Dataset entries >>

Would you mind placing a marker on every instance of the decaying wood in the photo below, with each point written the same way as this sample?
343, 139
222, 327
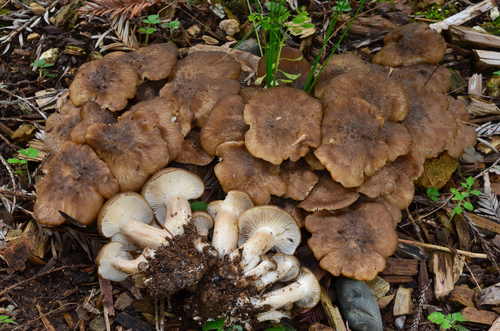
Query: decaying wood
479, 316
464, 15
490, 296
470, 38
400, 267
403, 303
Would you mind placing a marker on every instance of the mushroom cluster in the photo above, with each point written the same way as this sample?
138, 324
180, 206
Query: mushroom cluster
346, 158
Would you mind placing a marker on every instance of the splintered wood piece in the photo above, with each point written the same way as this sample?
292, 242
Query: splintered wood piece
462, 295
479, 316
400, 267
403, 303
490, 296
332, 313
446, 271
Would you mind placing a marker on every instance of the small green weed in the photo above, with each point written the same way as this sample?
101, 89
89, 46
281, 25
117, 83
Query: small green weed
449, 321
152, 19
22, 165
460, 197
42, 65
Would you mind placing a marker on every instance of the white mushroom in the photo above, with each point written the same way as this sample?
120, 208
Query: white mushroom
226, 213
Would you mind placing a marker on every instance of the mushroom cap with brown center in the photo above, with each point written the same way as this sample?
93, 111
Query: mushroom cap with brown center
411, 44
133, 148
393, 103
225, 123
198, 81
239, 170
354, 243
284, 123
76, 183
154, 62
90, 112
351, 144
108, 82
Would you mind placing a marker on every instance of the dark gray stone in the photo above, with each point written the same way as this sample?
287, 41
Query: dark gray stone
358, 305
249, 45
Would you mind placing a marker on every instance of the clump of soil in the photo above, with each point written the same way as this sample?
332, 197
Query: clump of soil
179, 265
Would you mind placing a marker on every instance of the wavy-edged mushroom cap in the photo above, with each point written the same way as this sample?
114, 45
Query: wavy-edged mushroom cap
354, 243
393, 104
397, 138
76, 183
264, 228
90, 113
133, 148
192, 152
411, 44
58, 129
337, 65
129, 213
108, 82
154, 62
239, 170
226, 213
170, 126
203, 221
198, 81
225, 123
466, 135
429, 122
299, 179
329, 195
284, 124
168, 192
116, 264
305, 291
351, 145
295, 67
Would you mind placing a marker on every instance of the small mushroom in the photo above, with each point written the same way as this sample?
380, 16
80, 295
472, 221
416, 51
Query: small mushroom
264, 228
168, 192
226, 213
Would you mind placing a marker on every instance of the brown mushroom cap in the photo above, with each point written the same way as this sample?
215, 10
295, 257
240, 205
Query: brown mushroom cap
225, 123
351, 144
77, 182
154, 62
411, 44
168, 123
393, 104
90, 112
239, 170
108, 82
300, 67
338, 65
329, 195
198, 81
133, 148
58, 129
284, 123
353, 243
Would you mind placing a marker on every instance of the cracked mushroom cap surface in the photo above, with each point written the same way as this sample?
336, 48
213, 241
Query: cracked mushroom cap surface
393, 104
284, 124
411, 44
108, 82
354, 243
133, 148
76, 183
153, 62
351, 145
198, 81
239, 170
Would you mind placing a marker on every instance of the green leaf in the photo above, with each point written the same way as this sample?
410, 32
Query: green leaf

What you will do >> Reproduce all of the material above line for line, without changing anything, and leave out the pictures.

Written response >>
Would you mind placing a marker on every instance of the decaying wood in the photo below, with each point written the same way as this sample?
343, 139
222, 327
Query: decaying wood
479, 316
464, 15
490, 296
470, 38
400, 267
403, 303
Would you mind placing a marker on every instance of the mushroom cluster in the photo above, with each point written the same way as this sample?
138, 324
180, 206
Query: mushroom cluster
346, 158
Would you mind placing a marker on every instance of the splintered wood piece in the photo above, with each point written the same way as this sample?
292, 242
Query: splintered wood piece
462, 295
479, 316
400, 267
403, 303
490, 296
332, 313
446, 271
Would you mind placing a marker on every instance of the small green weed in the photo above, with each point written the same way as this sample?
101, 89
89, 46
281, 25
117, 83
Query: small green weed
449, 321
152, 19
22, 165
460, 197
42, 65
Would you mind placing a marker on every instance of the white mushroom in the photo above, with each point written the same way as this sample?
120, 208
Query: white mushroom
226, 213
Would you mind placing a marker on every instance of the mushroom cap with brown center in the photo above, with each point written the same way as this sample?
93, 111
Query: mushroom cap with brown center
411, 44
133, 148
393, 103
225, 123
198, 81
239, 170
354, 243
284, 123
76, 183
154, 62
90, 112
351, 144
108, 82
Would you mind placing a marker on every instance of the dark gray stone in the photo above, with each point written the same way as this sample?
287, 41
Query: dark gray stone
358, 305
249, 45
Would you mind placing a marker on every instance of the clump of soil in the photo above, with each point written the same way as this sample?
332, 197
Query: clump of soil
179, 265
Would you mind placing a marker on every instance of the wavy-edged mushroom cap in the photo above, with each point written the same way as this sample?
114, 45
Query: wavy-edged mushroom cap
354, 243
393, 104
397, 138
76, 183
264, 228
90, 113
133, 148
192, 152
411, 44
58, 129
337, 65
129, 213
108, 82
154, 62
239, 170
226, 213
170, 126
203, 221
198, 81
225, 123
466, 135
429, 122
299, 179
329, 195
284, 124
168, 192
116, 264
305, 291
351, 145
295, 67
Would you mind placing a marker on every instance of the small mushroom in the photo above, with each point written the same way as this sample?
380, 16
80, 295
472, 221
416, 51
Query: small mushroom
264, 228
168, 192
226, 213
Would you mind placing a marker on every instance of the brown mushroom cap in the photo above, with each point written the same way as this sample?
215, 10
295, 257
240, 205
Query: brown mushroom cap
225, 123
351, 144
77, 182
154, 62
411, 44
168, 123
393, 104
90, 112
239, 170
108, 82
300, 67
338, 65
329, 195
198, 81
133, 148
58, 129
284, 123
353, 243
Would you mind placing a marker on every instance of the cracked mushroom cap surface in the photo above, with each point written the same way as this sample?
336, 48
213, 241
Query: cracked mushroom cap surface
393, 104
284, 124
411, 44
108, 82
354, 243
133, 148
76, 183
153, 62
351, 145
198, 81
239, 170
Would you mind placing a marker on every instance of the green leaf in the photo above, with each point written the same way as this sample?
410, 32
Query: green leaf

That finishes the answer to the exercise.